▸ **HOW TO COMPLETE THIS TASK**
In the records below, find the line containing "Where can you spot the power" and retype it and every line after it exactly, adding nothing.

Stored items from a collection
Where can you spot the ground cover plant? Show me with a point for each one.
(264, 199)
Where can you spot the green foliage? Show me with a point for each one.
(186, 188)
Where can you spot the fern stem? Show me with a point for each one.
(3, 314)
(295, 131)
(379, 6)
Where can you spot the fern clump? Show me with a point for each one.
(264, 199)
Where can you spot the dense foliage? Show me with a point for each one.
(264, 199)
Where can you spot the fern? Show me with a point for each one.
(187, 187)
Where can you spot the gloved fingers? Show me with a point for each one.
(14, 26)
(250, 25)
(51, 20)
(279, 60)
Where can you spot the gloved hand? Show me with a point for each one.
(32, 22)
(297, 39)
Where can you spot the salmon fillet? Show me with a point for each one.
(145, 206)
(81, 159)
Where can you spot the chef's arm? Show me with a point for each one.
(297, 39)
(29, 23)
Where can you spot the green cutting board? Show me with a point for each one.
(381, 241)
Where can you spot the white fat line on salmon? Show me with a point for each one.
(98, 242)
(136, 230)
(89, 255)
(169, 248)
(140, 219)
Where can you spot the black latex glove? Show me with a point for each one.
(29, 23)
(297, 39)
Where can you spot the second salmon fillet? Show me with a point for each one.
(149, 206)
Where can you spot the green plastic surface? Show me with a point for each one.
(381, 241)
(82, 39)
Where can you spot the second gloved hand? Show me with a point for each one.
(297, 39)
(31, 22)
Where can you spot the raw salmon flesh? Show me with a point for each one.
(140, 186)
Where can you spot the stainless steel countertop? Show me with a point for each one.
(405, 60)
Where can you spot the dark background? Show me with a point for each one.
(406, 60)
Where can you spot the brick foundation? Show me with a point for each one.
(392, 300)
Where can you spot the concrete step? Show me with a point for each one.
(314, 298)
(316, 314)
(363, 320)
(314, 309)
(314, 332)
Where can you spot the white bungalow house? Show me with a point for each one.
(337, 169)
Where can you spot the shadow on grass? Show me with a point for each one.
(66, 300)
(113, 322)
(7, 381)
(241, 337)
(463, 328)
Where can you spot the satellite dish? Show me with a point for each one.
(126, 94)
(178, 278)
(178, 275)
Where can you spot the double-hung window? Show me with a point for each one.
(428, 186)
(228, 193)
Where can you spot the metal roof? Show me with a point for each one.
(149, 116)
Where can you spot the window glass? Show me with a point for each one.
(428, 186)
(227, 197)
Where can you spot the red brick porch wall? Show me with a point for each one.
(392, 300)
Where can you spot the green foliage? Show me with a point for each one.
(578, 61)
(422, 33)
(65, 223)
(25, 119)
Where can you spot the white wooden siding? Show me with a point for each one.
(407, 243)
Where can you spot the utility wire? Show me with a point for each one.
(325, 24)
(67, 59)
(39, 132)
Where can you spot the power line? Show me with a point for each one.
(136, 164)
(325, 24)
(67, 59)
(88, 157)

▸ **ANSWER FOR THIS EXERCISE**
Where can you spot the power line? Show me with a point for each one.
(136, 164)
(325, 24)
(67, 59)
(88, 157)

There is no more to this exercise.